• [AIM]: Write out every line of the items below word for word, leaving out the pictures.
━━ SUPPLIED RECORDS
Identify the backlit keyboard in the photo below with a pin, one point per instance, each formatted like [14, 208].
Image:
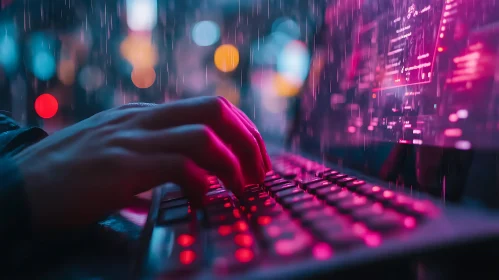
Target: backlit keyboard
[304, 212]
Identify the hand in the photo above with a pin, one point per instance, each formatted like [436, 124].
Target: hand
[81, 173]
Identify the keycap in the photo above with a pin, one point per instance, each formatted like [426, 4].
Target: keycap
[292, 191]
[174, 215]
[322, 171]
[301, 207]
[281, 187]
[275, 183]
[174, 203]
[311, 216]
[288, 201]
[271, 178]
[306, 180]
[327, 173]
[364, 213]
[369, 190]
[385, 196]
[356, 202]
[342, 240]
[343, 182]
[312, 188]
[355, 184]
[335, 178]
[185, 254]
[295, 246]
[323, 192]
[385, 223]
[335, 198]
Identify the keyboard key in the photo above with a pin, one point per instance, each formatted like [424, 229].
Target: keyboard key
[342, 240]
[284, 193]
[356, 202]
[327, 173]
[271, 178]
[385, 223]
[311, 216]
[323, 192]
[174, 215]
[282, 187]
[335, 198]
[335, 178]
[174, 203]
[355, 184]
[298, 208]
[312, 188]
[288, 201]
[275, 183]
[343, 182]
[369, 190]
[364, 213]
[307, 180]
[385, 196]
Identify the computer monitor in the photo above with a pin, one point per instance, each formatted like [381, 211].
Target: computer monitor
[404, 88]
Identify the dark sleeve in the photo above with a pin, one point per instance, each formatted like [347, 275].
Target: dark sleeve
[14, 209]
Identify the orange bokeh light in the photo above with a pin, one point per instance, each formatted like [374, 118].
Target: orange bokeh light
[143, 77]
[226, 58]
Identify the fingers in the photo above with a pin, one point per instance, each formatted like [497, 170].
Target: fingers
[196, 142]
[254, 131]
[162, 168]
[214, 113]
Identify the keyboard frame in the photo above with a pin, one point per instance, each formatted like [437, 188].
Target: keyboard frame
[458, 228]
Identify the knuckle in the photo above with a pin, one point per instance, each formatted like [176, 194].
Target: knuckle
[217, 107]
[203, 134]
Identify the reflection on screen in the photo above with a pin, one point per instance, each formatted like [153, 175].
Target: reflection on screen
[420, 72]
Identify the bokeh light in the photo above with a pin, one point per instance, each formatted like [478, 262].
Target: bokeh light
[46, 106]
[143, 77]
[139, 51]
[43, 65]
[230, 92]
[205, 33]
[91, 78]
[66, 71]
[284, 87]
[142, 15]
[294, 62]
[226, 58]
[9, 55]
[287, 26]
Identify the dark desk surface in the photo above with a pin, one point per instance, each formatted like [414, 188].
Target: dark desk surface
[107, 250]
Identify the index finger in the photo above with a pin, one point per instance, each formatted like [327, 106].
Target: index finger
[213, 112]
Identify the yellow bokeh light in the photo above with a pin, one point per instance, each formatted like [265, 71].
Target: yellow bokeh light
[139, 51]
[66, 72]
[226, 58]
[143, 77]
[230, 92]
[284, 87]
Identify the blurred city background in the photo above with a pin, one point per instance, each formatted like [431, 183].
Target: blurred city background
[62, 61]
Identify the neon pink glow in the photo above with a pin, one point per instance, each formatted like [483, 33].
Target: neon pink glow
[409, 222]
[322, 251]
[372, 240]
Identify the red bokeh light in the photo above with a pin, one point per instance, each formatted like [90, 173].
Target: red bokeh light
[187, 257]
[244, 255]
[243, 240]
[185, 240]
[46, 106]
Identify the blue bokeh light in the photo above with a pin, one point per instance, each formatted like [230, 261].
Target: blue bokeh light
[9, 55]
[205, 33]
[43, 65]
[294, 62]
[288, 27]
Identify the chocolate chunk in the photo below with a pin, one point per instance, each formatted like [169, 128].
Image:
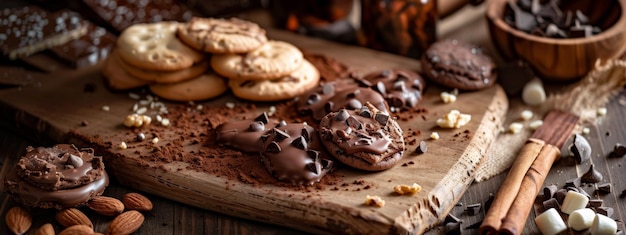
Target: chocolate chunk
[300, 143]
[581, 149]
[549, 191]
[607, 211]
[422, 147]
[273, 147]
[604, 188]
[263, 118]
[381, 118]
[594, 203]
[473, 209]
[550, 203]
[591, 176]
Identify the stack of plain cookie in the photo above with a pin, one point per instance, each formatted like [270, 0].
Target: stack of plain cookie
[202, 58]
━━━━
• [ANSWER TO THIS TASK]:
Identify the backlit keyboard in the photo below with a pin, one point per instance, each formatted like [14, 208].
Image:
Target: backlit keyboard
[304, 212]
Identify the hand in the photo above with a pin, one point per instance, each formatted like [436, 124].
Target: hand
[81, 173]
Identify the keycap in the photo above with a pin, one point per instance, each formatted like [426, 4].
Target: keycap
[292, 191]
[174, 215]
[322, 171]
[301, 207]
[281, 187]
[275, 183]
[174, 203]
[311, 216]
[288, 201]
[271, 178]
[306, 180]
[327, 173]
[364, 213]
[369, 190]
[385, 196]
[356, 202]
[342, 240]
[343, 182]
[312, 188]
[355, 184]
[335, 178]
[185, 254]
[295, 246]
[323, 192]
[385, 223]
[335, 198]
Identify the keyboard key in the photo above with a pin, one point per instance, each formatted like [424, 229].
Target: keyboard key
[342, 240]
[284, 193]
[356, 202]
[327, 173]
[271, 178]
[385, 223]
[311, 216]
[323, 192]
[174, 215]
[282, 187]
[335, 198]
[335, 178]
[174, 203]
[355, 184]
[298, 208]
[312, 188]
[288, 201]
[275, 183]
[343, 182]
[369, 190]
[364, 213]
[307, 180]
[385, 196]
Identify the computer monitor in the photo above with a pin, one point per instance, each formatted like [381, 211].
Target: computer monitor
[404, 88]
Identify the dark sleeve in the photo above with a pin, one point per instance, each formatted like [347, 275].
Target: dark sleeve
[14, 209]
Identify the orange bokeh light in the photo above with a pin, one point per instance, each formatted like [374, 118].
Target: orange bokeh light
[143, 77]
[226, 58]
Identify the fingers in the photo above with a pin, one point per instance, each formatted like [497, 170].
Target: fingers
[196, 142]
[254, 131]
[162, 168]
[214, 113]
Identify the keyboard frame in the photo above with a pin, one point per instance, each formatted like [437, 188].
Target: keyboard frame
[458, 228]
Identify the knuckle in the photo above with a pin, one point per instance, each formatted like [176, 194].
Target: knuckle
[217, 107]
[203, 134]
Identify the reflection on screen in the photo above with a pin, one point per instance, each formatted like [153, 175].
Target: reflection on screen
[420, 72]
Identify the bokeh light in the photo above with a pin, one point per instance, each formatted like [478, 262].
Target: bokeh light
[46, 106]
[143, 77]
[139, 51]
[43, 65]
[230, 92]
[205, 33]
[91, 78]
[66, 71]
[284, 87]
[142, 15]
[294, 62]
[226, 58]
[9, 55]
[287, 26]
Identify the dark desk surface in the photo above with a pin, one point per instance, each formatted like [414, 188].
Target: dark desk surface
[107, 250]
Identify the index finger in the photo above with a pin, one point per instance, each formatted like [327, 106].
Target: index finger
[213, 112]
Identify the yellow bokeh light in the photo above with a pin, one point per instance, each formatted like [265, 71].
Target: yellow bokeh light
[139, 51]
[66, 72]
[226, 58]
[143, 77]
[230, 92]
[284, 87]
Identify the blurred city background in the photo above with a pin, one point per instance, each formatted like [431, 183].
Target: blurred city background
[62, 61]
Identify the neon pink glow in the photo above with a pin, one point per instance, each formatted like [483, 33].
Target: neon pink glow
[409, 222]
[322, 251]
[372, 240]
Identify the red bokeh light in the photo above with a pin, one point per instance, each formatted like [90, 173].
Target: red bokeh light
[187, 257]
[244, 255]
[243, 240]
[185, 240]
[46, 106]
Identify the blue bokeh light in the photo above with a pin, one point per instance, each formatted like [230, 261].
Target: blue bokeh light
[9, 55]
[205, 33]
[43, 65]
[294, 62]
[288, 27]
Identify the chocolate chunk in the photo below with a pin, one point per instance, each formatted like [169, 128].
Image:
Target: chocolate chunk
[300, 143]
[581, 149]
[549, 191]
[607, 211]
[422, 147]
[273, 147]
[604, 188]
[263, 118]
[381, 118]
[594, 203]
[473, 209]
[550, 203]
[591, 176]
Identify the stack of plain cookie in the photo above with a pin, one point per instance, each formatted like [270, 0].
Target: stack of plain cookie
[202, 58]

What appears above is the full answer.